- Job -
Please show every line from the entries below that contains the word "nostril", copying each line in full. Treat the match as case-sensitive.

--- Material supplied ---

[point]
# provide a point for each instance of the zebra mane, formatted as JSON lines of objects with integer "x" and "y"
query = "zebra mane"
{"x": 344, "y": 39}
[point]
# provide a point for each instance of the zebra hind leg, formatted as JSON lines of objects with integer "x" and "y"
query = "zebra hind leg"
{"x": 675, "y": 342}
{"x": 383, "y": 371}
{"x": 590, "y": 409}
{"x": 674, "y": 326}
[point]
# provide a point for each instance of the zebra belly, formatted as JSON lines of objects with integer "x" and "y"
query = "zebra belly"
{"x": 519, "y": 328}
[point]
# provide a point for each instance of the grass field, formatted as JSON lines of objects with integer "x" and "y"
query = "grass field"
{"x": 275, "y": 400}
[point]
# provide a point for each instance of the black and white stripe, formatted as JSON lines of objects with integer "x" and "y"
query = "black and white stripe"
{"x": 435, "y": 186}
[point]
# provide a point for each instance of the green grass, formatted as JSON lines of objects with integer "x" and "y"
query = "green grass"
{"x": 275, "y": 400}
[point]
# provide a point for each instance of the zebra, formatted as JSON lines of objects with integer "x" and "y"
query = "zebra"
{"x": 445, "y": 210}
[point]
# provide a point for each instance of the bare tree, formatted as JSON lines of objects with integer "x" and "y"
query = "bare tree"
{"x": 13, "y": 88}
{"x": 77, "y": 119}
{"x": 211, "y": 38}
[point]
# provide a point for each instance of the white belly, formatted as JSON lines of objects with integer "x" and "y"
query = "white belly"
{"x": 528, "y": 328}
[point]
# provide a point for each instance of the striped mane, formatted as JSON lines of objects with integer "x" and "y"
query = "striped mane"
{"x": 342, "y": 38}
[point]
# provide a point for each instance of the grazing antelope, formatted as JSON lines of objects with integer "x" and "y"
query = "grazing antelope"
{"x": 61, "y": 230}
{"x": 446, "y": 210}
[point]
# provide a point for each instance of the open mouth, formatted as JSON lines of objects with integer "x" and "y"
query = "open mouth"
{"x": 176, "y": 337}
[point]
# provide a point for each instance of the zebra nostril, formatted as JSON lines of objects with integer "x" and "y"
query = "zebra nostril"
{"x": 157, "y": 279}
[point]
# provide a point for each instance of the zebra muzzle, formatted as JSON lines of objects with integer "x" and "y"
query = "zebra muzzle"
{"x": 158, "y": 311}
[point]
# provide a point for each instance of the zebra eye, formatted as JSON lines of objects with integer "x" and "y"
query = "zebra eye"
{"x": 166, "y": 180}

---

- Solution for this problem -
# provide a point for each instance of the zebra nostril, formatted as JSON lines of objects with integer "x" and "y"
query = "zebra nostril"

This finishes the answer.